● **MATERIAL PROPORCIONADO**
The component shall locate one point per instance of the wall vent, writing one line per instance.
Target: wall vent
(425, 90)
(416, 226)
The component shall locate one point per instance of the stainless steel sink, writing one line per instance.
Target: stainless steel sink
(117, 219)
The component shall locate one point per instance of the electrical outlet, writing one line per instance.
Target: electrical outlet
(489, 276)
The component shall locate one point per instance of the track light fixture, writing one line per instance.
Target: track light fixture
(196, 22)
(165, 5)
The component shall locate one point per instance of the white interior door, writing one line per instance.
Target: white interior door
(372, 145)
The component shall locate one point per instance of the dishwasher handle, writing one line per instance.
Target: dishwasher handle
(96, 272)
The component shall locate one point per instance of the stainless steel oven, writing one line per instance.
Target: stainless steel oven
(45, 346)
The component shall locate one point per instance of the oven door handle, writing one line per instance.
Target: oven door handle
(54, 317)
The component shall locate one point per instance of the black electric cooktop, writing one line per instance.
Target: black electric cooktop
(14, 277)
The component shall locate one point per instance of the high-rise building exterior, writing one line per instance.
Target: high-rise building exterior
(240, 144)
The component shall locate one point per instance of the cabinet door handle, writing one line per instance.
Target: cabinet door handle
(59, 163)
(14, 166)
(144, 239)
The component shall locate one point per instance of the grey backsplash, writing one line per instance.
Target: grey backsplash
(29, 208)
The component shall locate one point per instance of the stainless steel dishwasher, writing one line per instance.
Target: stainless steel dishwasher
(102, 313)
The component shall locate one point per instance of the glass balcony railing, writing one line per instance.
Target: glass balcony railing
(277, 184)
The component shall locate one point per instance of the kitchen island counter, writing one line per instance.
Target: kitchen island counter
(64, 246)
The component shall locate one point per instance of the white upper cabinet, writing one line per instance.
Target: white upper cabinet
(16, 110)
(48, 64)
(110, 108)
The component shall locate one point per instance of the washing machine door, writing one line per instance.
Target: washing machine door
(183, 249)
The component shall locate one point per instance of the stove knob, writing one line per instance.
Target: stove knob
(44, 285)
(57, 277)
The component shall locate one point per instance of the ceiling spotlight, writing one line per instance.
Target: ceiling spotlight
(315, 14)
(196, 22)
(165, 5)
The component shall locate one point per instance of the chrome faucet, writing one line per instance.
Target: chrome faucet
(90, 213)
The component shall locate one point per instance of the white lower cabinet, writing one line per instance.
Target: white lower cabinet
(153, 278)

● **OBJETIVO**
Convierta todas las líneas de los datos en una lista JSON de cadenas, con una cadena por cada línea y omitiendo las líneas en blanco.

● **PROBLEMA RESUELTO**
[
  "The component shall locate one point per instance of the wall vent, writing one line per instance.",
  "Target: wall vent",
  "(425, 90)",
  "(416, 226)",
  "The component shall locate one point per instance of the stainless steel sink, writing one line per instance.",
  "Target: stainless steel sink",
  "(117, 219)",
  "The component shall locate one point per instance of the electrical outlet, writing one line per instance.",
  "Target: electrical outlet",
  "(489, 276)",
  "The component shall locate one point per instance of the track light fixture, writing one line per instance.",
  "Target: track light fixture",
  "(196, 22)",
  "(165, 5)",
  "The component shall locate one point per instance of the white interior door, writing one line per instance.",
  "Target: white interior door",
  "(372, 145)",
  "The component shall locate one point per instance of the dishwasher handle, writing one line per instance.",
  "Target: dishwasher handle",
  "(96, 272)",
  "The component shall locate one point per instance of the stainless steel oven, writing one line per instance.",
  "Target: stainless steel oven",
  "(45, 346)",
  "The component shall locate one point per instance of the oven door handle, writing one line per instance.",
  "Target: oven door handle",
  "(54, 317)",
  "The component shall locate one point per instance of the black electric cooktop, writing one line per instance.",
  "Target: black electric cooktop",
  "(14, 277)",
  "The component shall locate one point per instance of the high-rise building exterior, writing one line per instance.",
  "Target: high-rise building exterior",
  "(240, 144)",
  "The component shall locate one point per instance of the cabinet door handle, writing one line per instance.",
  "Target: cabinet door handle",
  "(59, 163)",
  "(14, 166)",
  "(144, 239)",
  "The component shall locate one point per instance of the grey backsplash, writing one line per instance.",
  "Target: grey backsplash",
  "(29, 208)",
  "The component shall locate one point per instance of the stainless steel dishwasher, writing one line per instance.",
  "Target: stainless steel dishwasher",
  "(102, 313)",
  "The component shall locate one point per instance of the glass balcony railing, writing one line per instance.",
  "Target: glass balcony railing",
  "(277, 184)",
  "The component shall locate one point per instance of the kitchen island counter, writing one line per instance.",
  "Target: kitchen island counter",
  "(64, 246)",
  "The component shall locate one point per instance of the white upper cabinet, writing one line per instance.",
  "Target: white upper cabinet",
  "(16, 110)",
  "(48, 64)",
  "(110, 108)",
  "The component shall locate one point per instance of the washing machine door, writing one line per instance.",
  "Target: washing machine door",
  "(183, 249)",
  "The component shall locate one point per instance of the stove knob, writing one line per instance.",
  "Target: stove knob",
  "(44, 285)",
  "(57, 277)",
  "The component shall locate one point per instance of the ceiling spotlight, writing one line per instance.",
  "Target: ceiling spotlight",
  "(315, 14)",
  "(196, 22)",
  "(165, 5)",
  "The component shall locate one point per instance of the chrome faucet, writing one line per instance.",
  "Target: chrome faucet",
  "(90, 213)",
  "The component shall locate one point per instance of the white lower cabinet, writing one line per instance.",
  "Target: white lower cabinet",
  "(153, 278)"
]